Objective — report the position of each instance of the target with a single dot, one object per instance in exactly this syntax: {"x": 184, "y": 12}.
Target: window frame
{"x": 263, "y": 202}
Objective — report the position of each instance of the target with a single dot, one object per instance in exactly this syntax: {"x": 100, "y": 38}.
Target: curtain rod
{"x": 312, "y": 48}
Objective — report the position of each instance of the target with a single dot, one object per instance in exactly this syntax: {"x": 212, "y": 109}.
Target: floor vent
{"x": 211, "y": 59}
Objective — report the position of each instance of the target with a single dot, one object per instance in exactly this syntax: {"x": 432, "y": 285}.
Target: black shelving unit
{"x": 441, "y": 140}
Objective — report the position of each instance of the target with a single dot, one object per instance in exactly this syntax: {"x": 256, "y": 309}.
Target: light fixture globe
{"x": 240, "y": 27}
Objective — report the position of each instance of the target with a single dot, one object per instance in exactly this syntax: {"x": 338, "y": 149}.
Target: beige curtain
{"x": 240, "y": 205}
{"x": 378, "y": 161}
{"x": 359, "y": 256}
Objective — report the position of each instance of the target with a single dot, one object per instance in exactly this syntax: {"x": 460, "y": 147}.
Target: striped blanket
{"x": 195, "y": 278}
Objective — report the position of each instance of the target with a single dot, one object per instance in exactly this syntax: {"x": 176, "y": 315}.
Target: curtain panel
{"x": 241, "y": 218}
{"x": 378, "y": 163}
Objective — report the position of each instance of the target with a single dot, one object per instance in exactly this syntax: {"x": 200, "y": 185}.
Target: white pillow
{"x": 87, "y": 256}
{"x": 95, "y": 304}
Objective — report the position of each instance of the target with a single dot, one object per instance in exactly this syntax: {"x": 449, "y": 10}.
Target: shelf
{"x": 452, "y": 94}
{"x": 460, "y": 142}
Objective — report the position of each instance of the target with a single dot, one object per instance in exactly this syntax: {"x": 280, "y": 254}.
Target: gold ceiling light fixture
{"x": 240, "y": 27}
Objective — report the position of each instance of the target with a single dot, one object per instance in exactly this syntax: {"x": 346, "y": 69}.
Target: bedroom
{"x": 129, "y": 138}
□ □ □ □
## THE TASK
Reproduce all the records precisely.

## SOLUTION TO THIS PROBLEM
Objective — report the position of each instance of the target with a single dot, one object per instance in exactly this syntax: {"x": 184, "y": 12}.
Target: window frame
{"x": 263, "y": 202}
Objective — report the position of each instance of the target with a single dot, one object per instance in exactly this syntax: {"x": 100, "y": 38}.
Target: curtain rod
{"x": 312, "y": 48}
Objective — report the position of each instance of the target with a single dot, one object per instance in exactly this syntax: {"x": 212, "y": 109}.
Target: floor vent
{"x": 211, "y": 59}
Objective — report the position of each instance of the target with a single dot, one object per instance in exactly this syntax: {"x": 432, "y": 285}.
Target: black shelving unit
{"x": 441, "y": 140}
Objective — report the position of each instance of the target with a single dot, one object per instance in exactly this syntax: {"x": 256, "y": 309}.
Target: light fixture globe
{"x": 240, "y": 27}
Objective — report the position of each instance of the target with a single dot, one object per instance in exactly this syntax: {"x": 338, "y": 149}.
Target: beige curtain
{"x": 240, "y": 205}
{"x": 378, "y": 161}
{"x": 359, "y": 256}
Objective — report the position of each instance of the target with a single dot, one object per instance in exactly this syntax: {"x": 460, "y": 147}.
Target: striped blanket
{"x": 195, "y": 278}
Objective — report the position of each instance of the target with a single dot, one object per instance in exactly this syntax: {"x": 176, "y": 315}.
Target: curtain panel
{"x": 241, "y": 218}
{"x": 378, "y": 163}
Objective — report the position of each instance of the target with a single dot, one object per instance in exactly this syntax: {"x": 200, "y": 185}.
Target: white pillow
{"x": 87, "y": 256}
{"x": 95, "y": 304}
Objective — report the position of each instance of the target with a single dot, one object per instance in exactly this syntax: {"x": 449, "y": 10}.
Target: shelf
{"x": 452, "y": 94}
{"x": 460, "y": 142}
Objective — report the position of each instance of the target with a single dot, one object per instance in exactly this syntax: {"x": 280, "y": 254}.
Target: gold ceiling light fixture
{"x": 240, "y": 27}
Objective — report the position of each instance of the target with a single dot, one object per instance in exactly this syntax: {"x": 346, "y": 69}.
Target: bedroom
{"x": 129, "y": 138}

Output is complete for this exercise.